## Task requirements:
Write out, word for word, everything below from the line containing "Pin the area" down through the last of the items, with both ends included.

Items from a dataset:
:::
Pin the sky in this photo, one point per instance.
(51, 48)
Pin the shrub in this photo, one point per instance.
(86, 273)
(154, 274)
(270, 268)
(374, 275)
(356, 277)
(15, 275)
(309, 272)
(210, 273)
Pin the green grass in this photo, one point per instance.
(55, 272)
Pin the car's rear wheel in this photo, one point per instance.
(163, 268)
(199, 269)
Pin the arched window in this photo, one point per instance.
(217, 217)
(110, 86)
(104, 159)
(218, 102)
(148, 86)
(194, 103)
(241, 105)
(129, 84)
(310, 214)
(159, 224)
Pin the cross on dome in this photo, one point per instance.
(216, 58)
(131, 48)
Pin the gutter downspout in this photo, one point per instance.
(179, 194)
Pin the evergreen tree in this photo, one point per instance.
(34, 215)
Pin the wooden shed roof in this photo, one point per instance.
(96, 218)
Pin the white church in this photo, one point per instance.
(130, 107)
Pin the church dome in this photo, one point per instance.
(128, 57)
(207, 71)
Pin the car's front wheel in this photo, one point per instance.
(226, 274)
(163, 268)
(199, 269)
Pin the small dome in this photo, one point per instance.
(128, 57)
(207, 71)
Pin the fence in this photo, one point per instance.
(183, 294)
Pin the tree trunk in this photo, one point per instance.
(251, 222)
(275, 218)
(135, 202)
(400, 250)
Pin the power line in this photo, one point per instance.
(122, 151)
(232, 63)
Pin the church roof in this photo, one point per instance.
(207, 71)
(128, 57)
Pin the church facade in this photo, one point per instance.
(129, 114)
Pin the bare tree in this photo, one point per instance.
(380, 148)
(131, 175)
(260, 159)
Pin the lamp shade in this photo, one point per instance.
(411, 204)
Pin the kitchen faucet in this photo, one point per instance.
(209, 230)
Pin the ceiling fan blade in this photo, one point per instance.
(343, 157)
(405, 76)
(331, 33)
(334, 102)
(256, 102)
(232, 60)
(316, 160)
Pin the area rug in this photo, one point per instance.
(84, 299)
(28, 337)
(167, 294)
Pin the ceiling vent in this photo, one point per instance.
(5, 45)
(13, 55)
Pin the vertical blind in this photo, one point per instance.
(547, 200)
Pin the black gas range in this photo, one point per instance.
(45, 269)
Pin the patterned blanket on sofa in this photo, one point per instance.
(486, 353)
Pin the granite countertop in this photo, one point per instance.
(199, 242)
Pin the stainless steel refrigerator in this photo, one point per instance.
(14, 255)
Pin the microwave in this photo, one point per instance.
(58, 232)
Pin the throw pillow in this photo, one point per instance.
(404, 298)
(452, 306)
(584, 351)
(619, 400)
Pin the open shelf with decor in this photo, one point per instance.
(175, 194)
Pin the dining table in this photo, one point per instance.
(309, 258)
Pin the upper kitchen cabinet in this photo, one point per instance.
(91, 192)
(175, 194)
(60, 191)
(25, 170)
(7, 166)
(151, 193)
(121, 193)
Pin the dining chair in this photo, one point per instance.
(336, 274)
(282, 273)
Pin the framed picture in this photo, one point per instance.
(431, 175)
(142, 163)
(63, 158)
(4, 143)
:::
## Answer to this problem:
Pin the area rug in this photo, one point per instance.
(84, 299)
(28, 337)
(167, 294)
Pin the ceiling vent in this photo, one point per instance.
(5, 45)
(13, 55)
Pin the vertical blind in this photo, one point per instance.
(547, 200)
Pin the black gas range in this photo, one point per instance.
(45, 269)
Pin the patterned blanket on sofa in this photo, one point per instance.
(486, 353)
Pin the granite countertop in this photo, one point per instance.
(199, 242)
Pin the stainless steel refrigerator in this photo, one point per instance.
(14, 255)
Pin the microwave in this photo, one point per instance.
(58, 232)
Pin the throw pillow in this photo, one point per instance.
(404, 298)
(452, 306)
(584, 351)
(619, 400)
Pin the open shelf with decor in this photo, one point per instance.
(175, 194)
Pin the dining table in this photo, one point per instance.
(309, 258)
Pin the upper kitchen cabinet in this photo, one point per instance.
(91, 192)
(175, 194)
(60, 191)
(25, 170)
(7, 166)
(151, 193)
(121, 193)
Pin the dining chair in this photo, one point per instance.
(336, 274)
(282, 273)
Pin the framed picture in this photo, one point per instance.
(431, 175)
(142, 163)
(63, 158)
(4, 143)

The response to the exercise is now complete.